Format every line of the data entries below as one string in a single JSON list, and skip any blank lines.

___ Records to process ___

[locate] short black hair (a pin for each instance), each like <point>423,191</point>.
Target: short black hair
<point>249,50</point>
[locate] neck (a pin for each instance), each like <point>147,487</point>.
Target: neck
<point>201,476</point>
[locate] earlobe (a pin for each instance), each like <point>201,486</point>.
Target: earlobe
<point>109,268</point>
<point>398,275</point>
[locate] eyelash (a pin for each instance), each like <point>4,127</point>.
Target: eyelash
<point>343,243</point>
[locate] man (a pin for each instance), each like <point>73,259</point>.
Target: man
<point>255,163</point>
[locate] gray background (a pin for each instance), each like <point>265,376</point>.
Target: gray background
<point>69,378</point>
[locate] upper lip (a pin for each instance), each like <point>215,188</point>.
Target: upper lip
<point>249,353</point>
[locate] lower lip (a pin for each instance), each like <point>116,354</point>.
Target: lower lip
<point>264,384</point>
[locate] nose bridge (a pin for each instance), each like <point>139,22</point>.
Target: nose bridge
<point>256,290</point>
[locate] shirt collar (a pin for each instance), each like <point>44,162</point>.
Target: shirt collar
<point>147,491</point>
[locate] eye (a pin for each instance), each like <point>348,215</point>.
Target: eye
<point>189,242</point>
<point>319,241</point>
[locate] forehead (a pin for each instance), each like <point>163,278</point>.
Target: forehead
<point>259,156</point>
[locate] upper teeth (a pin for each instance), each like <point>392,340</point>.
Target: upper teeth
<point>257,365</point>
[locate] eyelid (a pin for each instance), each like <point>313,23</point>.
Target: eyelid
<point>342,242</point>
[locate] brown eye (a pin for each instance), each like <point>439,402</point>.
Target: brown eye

___

§ Expected output:
[
  "[locate] short black hair (a pin for each instance), each like <point>423,191</point>.",
  "Target: short black hair",
  "<point>249,50</point>",
  "[locate] neck (a pin for each instance), each like <point>147,487</point>.",
  "Target: neck",
  "<point>201,476</point>",
  "[locate] earlobe (a pin for each instance), each like <point>201,486</point>.",
  "Target: earlobe",
  "<point>109,268</point>",
  "<point>398,275</point>",
  "[locate] eyelash (a pin for each instance), each like <point>4,127</point>.",
  "Target: eyelash",
  "<point>343,243</point>",
  "[locate] man (a pin for each instance), each like <point>73,259</point>.",
  "Target: man",
  "<point>255,163</point>",
  "[locate] gray background (a pin for each instance), each like <point>265,376</point>.",
  "Target: gray background",
  "<point>69,378</point>",
  "[locate] upper lip (a pin for each instance), each like <point>215,188</point>.",
  "Target: upper lip",
  "<point>249,353</point>",
  "[locate] lower lip (a pin for each instance), each like <point>116,354</point>.",
  "Target: lower lip",
  "<point>264,384</point>",
  "[locate] nose bridge (a pin for each instance), each like <point>139,22</point>.",
  "Target: nose bridge",
  "<point>256,290</point>",
  "[locate] shirt collar (a pin for each instance), each like <point>44,162</point>.",
  "Target: shirt collar",
  "<point>147,491</point>",
  "[locate] eye (a pin for each instance), each like <point>348,215</point>.",
  "Target: eye",
  "<point>189,242</point>",
  "<point>319,241</point>",
  "[locate] forehead (a pin for each instance), each like <point>163,278</point>.",
  "Target: forehead",
  "<point>259,156</point>",
  "[locate] upper teeth (a pin for each instance), each like <point>392,340</point>.",
  "Target: upper teeth",
  "<point>257,365</point>",
  "[locate] eyelid (a pin for each instance), each like <point>313,23</point>.",
  "Target: eyelid",
  "<point>342,242</point>",
  "[locate] brown eye (a pin for each instance), each like <point>439,402</point>.",
  "Target: brown eye"
]